Extract provided:

Elsevier

Automatica

Volume 102, April 2019, Pages 58-71
Automatica

A differential game for cooperative target defense

https://doi.org/10.1016/j.automatica.2018.12.034Get rights and content

Abstract

Multi-player pursuit–evasion games are crucial for addressing the maneuver decision problem arising in the cooperative control of multi-agent systems. This work addresses a particular pursuit–evasion game with three players, Target, Attacker, and Defender. The Attacker aims to capture the Target, while avoiding being captured by the Defender and the Defender tries to defend the Target from being captured by the Attacker, while trying to capture the Attacker at an opportune moment. A two-pronged pursuit–evasion problem in this game is considered and we focus on two aspects: the cooperation between the Target and Defender and balancing the roles of the Attacker between pursuer and evader. A barrier based on the explicit policy method and geometric analysis method is constructed to separate the whole state space into two disjoint parts that correspond to two winning regions for the Attacker and Target–Defender team. The main contributions of this work are obtaining the players’ winning regions and providing a complete game solution by analyzing the optimal strategies and trajectories of the players based on the barrier.

Introduction

The multi-player pursuit–evasion game is an important tool to deal with the maneuver decision problem arising in the cooperative control of multi-agent systems (Bopardikar et al., 2009, Ding et al., 2010, Ramana and Kothari, 2015), especially in confrontational circumstances (D’Andrea and Murray, 2003, Ge et al., 2008, Huang et al., 2015, Isaacs, 1965, Kraska and Rzymowski, 2011). In many practical applications, agents are required to assist other agents in completing confrontation tasks such as an interceptor defending an asset against an intruder (Li & Cruz, 2011), a torpedo safeguarding a naval ship against a submarine (Boyell, 1976), and a bodyguard protecting a potential victim against a bandit (Rusnak, 2005). The common feature of these application scenarios is that there are three players – Target, Attacker, and Defender – and this is known as a Target–Attacker–Defender (TAD) game.

In a TAD game, the Attacker aims to capture the Target, while avoiding being captured by the Defender, and the Defender tries to defend the Target from being captured by the Attacker, while trying to capture the Attacker at an opportune moment. In other words, the Target and Defender cooperate in a team, and the Attacker is on the opposite side. This study, which focuses on solving such a TAD game, differs from conventional pursuit–evasion games because the players’ roles have changed. The task of the players is not merely to chase or to escape; the Attacker also needs to escape from the Defender. Meanwhile, the Target must cooperate with the Defender in addition to escaping from the Attacker. Moreover, the Defender cooperates with the Target to prevent the Attacker from achieving his or her goal. These changes in the players’ roles make it more difficult to solve the TAD problem.

Listed entries:

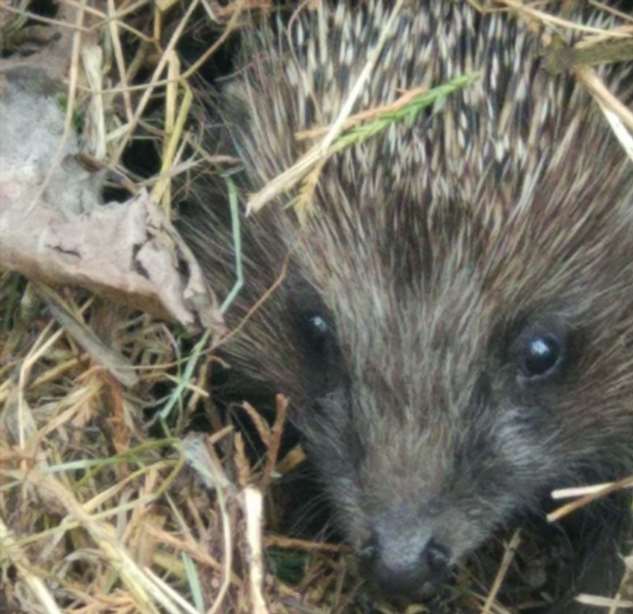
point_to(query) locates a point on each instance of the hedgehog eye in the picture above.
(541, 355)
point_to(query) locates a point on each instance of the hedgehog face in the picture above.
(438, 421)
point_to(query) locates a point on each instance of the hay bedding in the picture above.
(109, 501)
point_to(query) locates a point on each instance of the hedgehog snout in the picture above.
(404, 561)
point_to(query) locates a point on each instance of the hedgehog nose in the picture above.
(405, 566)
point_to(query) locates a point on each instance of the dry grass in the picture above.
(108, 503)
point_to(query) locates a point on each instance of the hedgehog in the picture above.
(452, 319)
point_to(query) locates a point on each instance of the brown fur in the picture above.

Your instructions: Write the next part of the introduction on the cooperative target defense game, beginning after its last sentence.

Task answer:
The TAD game was first presented by Boyell (1976), who examines the setting in which a moving target launches a missile or torpedo to defend itself against the missile. Subsequently, because of the nature of this problem, much scholarly attention has been paid to the issue. Different types of cooperation mechanisms in the Target–Defender team have been developed by Casbeer, Garcia, Fuchs, and Pachter (2015), Garcia, Casbeer, and Pachter (2015a, 2015b, 2017), Garcia et al., 2014, Garcia et al., 2015, Pachter, Garcia, and Casbeer (2014), Perelman, Shima, and Rusnak (2011), Prokopov and Shima (2013), Shima (2011) and Shaferman and Shima (2010). For example, in Shaferman and Shima (2010), Shima (2011), Prokopov and Shima (2013) and Perelman et al. (2011), where the Defender is a fired missile from an evading aircraft aiming to defend against an incoming homing missile, the authors considered the line-of-sight (LOS) guidance law for the Defender. The implementation of the LOS guidance law requires the Defender to stay on/ride the LOS between the Target and Attacker. In Casbeer et al. (2015), Garcia et al. (2015, 2014), Garcia et al. (2015a, 2015b, 2017), and Pachter et al. (2014), where the Defender missile is launched by the Target or by a Target-friendly platform, the cooperation between the Target and Defender is such that the Defender captures the Attacker before the Attacker captures the Target. In the aforementioned literature, the Attacker, regarded as a non-recycled missile, aims only to minimize the distance between itself and the Target. Whether the Attacker is captured by the Defender is seldom considered. Balancing the roles of the Attacker is considered only in Rubinsky and Gutman, 2012, Rubinsky and Gutman, 2014, who present the switch time for the Attacker in the TAD end-game based on the distance between the Target and Attacker for non-cooperation between the Target and Defender. In addition, most of the abovementioned studies focus on quantitative analysis, leaving some fundamental issues unsolved. For example, under what conditions can a player win or lose the game? How should a control scheme for players be designed?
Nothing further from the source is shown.